Activity >> Set down exactly the lines from the one containing "Target: flower petal" through the last line of the data below, and no others.

↓

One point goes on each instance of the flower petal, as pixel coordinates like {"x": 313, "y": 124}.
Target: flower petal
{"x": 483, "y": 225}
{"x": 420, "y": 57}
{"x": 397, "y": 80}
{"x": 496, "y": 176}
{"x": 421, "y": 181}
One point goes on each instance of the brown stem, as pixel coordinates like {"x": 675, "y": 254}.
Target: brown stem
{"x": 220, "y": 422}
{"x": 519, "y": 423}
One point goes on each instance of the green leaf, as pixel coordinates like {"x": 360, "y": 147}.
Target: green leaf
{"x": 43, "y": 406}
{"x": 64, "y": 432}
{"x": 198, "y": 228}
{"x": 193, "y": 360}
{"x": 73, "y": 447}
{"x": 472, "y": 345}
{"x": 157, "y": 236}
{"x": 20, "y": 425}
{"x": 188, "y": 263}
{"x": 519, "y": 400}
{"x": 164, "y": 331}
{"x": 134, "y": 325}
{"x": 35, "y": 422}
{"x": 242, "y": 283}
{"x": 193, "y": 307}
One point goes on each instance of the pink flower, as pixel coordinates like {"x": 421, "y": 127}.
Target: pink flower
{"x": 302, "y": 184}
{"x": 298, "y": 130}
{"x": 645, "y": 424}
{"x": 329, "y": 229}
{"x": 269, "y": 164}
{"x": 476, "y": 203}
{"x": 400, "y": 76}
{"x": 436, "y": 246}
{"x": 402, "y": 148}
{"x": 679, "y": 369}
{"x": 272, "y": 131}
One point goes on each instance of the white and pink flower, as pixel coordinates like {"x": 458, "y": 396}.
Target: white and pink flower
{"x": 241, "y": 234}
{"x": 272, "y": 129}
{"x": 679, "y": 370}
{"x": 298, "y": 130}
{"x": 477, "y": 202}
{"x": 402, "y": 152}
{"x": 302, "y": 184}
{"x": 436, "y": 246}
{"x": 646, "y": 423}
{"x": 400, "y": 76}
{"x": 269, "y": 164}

↑

Response >>
Target: flower petal
{"x": 483, "y": 225}
{"x": 420, "y": 57}
{"x": 397, "y": 80}
{"x": 496, "y": 176}
{"x": 421, "y": 181}
One point goes on each instance of the brown stem, as pixel coordinates like {"x": 675, "y": 254}.
Target: brown stem
{"x": 220, "y": 422}
{"x": 519, "y": 423}
One point goes on each instance of the green leaf, as pixel coordinates like {"x": 360, "y": 147}.
Target: green leaf
{"x": 43, "y": 406}
{"x": 64, "y": 432}
{"x": 198, "y": 228}
{"x": 193, "y": 360}
{"x": 73, "y": 447}
{"x": 472, "y": 345}
{"x": 157, "y": 236}
{"x": 20, "y": 425}
{"x": 188, "y": 263}
{"x": 519, "y": 400}
{"x": 164, "y": 331}
{"x": 134, "y": 325}
{"x": 35, "y": 422}
{"x": 242, "y": 283}
{"x": 193, "y": 307}
One point goes on each instance of the pink flower, as pixel coordinates like {"x": 421, "y": 127}.
Target: pink flower
{"x": 302, "y": 184}
{"x": 298, "y": 130}
{"x": 645, "y": 424}
{"x": 329, "y": 229}
{"x": 269, "y": 164}
{"x": 476, "y": 203}
{"x": 400, "y": 76}
{"x": 436, "y": 246}
{"x": 402, "y": 148}
{"x": 679, "y": 369}
{"x": 272, "y": 131}
One point goes on each instance of the white and pink flower, as pixel coordinates like {"x": 458, "y": 396}.
Target: white and pink flower
{"x": 241, "y": 234}
{"x": 272, "y": 129}
{"x": 679, "y": 370}
{"x": 298, "y": 130}
{"x": 477, "y": 202}
{"x": 402, "y": 152}
{"x": 302, "y": 184}
{"x": 436, "y": 246}
{"x": 646, "y": 423}
{"x": 400, "y": 76}
{"x": 269, "y": 164}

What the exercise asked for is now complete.